**Natural language region descriptions:**

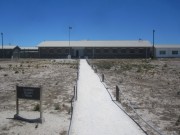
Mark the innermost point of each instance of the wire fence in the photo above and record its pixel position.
(103, 80)
(73, 99)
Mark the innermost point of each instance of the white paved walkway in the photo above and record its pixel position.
(94, 112)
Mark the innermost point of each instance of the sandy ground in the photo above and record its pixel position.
(151, 87)
(57, 78)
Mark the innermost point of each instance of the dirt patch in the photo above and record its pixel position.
(151, 87)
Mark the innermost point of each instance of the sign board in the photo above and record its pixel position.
(32, 93)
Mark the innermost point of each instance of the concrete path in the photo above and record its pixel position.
(94, 111)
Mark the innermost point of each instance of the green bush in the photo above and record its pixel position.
(36, 107)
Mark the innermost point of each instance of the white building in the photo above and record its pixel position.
(167, 51)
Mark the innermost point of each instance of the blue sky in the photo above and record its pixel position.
(28, 22)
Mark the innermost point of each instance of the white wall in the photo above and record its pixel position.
(168, 52)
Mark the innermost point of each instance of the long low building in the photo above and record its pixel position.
(9, 51)
(95, 49)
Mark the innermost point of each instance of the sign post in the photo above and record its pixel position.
(30, 93)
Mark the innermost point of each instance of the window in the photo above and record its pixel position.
(140, 50)
(114, 50)
(106, 50)
(131, 51)
(89, 50)
(174, 52)
(59, 50)
(51, 50)
(97, 50)
(162, 52)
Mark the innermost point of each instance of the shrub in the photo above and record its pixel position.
(16, 72)
(36, 107)
(56, 106)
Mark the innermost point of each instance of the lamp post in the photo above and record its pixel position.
(2, 45)
(69, 38)
(153, 44)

**Work instructions:**
Keep only the lines from the one containing "Mark the innermost point of each instance of the window" to the end of the entries, and repeat them exactly.

**Solution to this task:**
Mark the innermost point of each instance of the window in the photo above and record its pixel position.
(140, 50)
(114, 50)
(106, 50)
(131, 51)
(89, 50)
(174, 52)
(59, 50)
(51, 50)
(97, 50)
(162, 52)
Mark the innermost point of each instance of the shrub in the photo above and record its pixel position.
(16, 72)
(36, 107)
(56, 106)
Mark the innermost point of each instance of the lamp post in the photo above and record its pixel position.
(2, 45)
(69, 38)
(153, 44)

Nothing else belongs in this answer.